- EXCERPTED TEXT

* BEGIN *

I originally posted this recipe for the easiest no-knead artisan bread on my Youtube channel, but decided it should absolutely be available here as well. Listen, this is one of the easiest recipes ever created. There are tons of variations available online, and I want to be the first to let you know that this recipe is also amazing for making 8 slider-sized rolls. It’s very versatile, as many different flour combinations can be used — whole wheat, all-purpose, bread flour, whatever rocks your boat. Just know that any flour containing wheat/grain particles will not rise as much because the shards of wheat tend to slide the gluten at the knees, causing it to be less puffy. It will still be very delicious though!
The originator of this incredibly simple recipe says that it’s so easy a 6 year old could make it. That is the truth-ruth! You literally mix flour, yeast, and salt with water…mix it around until it’s all absorbed…and let it proof for 12-18 hours overnight. The next day, you gently combine it into a ball — with plenty of extra flour as it’s a very wet and sticky dough, and then let it rest while you heat your oven. Bake it, and boom. You’ve got incredible fresh bread with zero effort. Don’t believe me? Watch the video tutorial 🙂
Why use a dutch oven? Ok, so…it’s like this. In order for bread to develop that incredible crust as it bakes, it needs steam. Professional bakeries use ovens that release steam during the baking process to help create that signature crust. Home ovens don’t have steam injectors, so we have to improvise. You could spray water every few seconds during the first 10 minutes of bread baking to kinda achieve that — OR — you can trap the steam inside of your dutch oven as the bread bakes. Dutch ovens are like little mini-ovens that trap lots of heat and steam and basically turn into small bread-baking saviors.
“But, I don’t have a dutch oven!” – you.

* END *

- DATA PROVIDED
* BEGIN *

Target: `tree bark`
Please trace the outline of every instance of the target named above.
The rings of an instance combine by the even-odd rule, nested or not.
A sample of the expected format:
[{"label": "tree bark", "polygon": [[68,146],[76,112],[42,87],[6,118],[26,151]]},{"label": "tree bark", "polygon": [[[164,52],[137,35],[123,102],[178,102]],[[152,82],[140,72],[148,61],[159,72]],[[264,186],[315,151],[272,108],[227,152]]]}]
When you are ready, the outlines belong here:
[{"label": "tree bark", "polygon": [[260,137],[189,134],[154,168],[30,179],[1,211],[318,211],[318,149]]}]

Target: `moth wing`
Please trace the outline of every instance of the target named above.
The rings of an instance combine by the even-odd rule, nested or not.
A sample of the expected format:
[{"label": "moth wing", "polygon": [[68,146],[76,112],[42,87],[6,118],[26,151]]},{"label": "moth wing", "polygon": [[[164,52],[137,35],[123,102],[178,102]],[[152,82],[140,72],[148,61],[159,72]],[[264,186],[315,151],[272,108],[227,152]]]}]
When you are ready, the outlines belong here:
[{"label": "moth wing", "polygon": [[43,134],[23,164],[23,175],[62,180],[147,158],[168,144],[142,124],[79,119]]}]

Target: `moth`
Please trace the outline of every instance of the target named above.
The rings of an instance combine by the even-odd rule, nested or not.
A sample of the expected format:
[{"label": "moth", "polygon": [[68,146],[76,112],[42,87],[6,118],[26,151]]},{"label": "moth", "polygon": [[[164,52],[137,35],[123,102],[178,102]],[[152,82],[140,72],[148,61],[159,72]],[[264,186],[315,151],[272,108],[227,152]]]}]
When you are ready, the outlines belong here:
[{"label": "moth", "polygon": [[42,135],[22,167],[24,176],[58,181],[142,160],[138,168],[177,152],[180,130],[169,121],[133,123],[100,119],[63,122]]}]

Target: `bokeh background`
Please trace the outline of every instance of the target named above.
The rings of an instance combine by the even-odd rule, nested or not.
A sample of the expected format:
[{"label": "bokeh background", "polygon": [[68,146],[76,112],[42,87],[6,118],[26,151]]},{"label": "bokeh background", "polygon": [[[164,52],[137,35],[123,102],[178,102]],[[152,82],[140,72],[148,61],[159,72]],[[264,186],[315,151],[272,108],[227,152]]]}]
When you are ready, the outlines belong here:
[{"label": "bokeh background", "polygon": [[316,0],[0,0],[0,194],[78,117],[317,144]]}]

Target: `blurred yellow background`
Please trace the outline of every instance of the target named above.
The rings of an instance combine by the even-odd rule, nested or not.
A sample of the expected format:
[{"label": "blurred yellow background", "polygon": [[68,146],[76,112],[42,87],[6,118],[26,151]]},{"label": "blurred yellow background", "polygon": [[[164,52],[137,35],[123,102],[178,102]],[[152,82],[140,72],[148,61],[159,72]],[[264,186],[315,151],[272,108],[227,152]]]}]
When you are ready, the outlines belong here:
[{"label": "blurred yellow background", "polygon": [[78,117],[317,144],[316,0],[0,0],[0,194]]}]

* END *

- EXERCISE REQUIREMENTS
a – Translate this sentence from the bread recipe text into Spanish: "Professional bakeries use ovens that release steam during the baking process to help create that signature crust."
b – Locate every line in the rows that contains the string "tree" and copy each such line in full. Case counts when matching.

- TASK-BY-TASK SOLUTIONS
a – Las panaderías profesionales utilizan hornos que liberan vapor durante el proceso de horneado para ayudar a crear esa corteza característica.

b –
Target: `tree bark`
[{"label": "tree bark", "polygon": [[68,146],[76,112],[42,87],[6,118],[26,151]]},{"label": "tree bark", "polygon": [[[164,52],[137,35],[123,102],[178,102]],[[152,82],[140,72],[148,61],[159,72]],[[264,186],[315,151],[272,108],[227,152]]]}]
[{"label": "tree bark", "polygon": [[260,137],[189,134],[154,168],[30,179],[1,211],[318,211],[318,149]]}]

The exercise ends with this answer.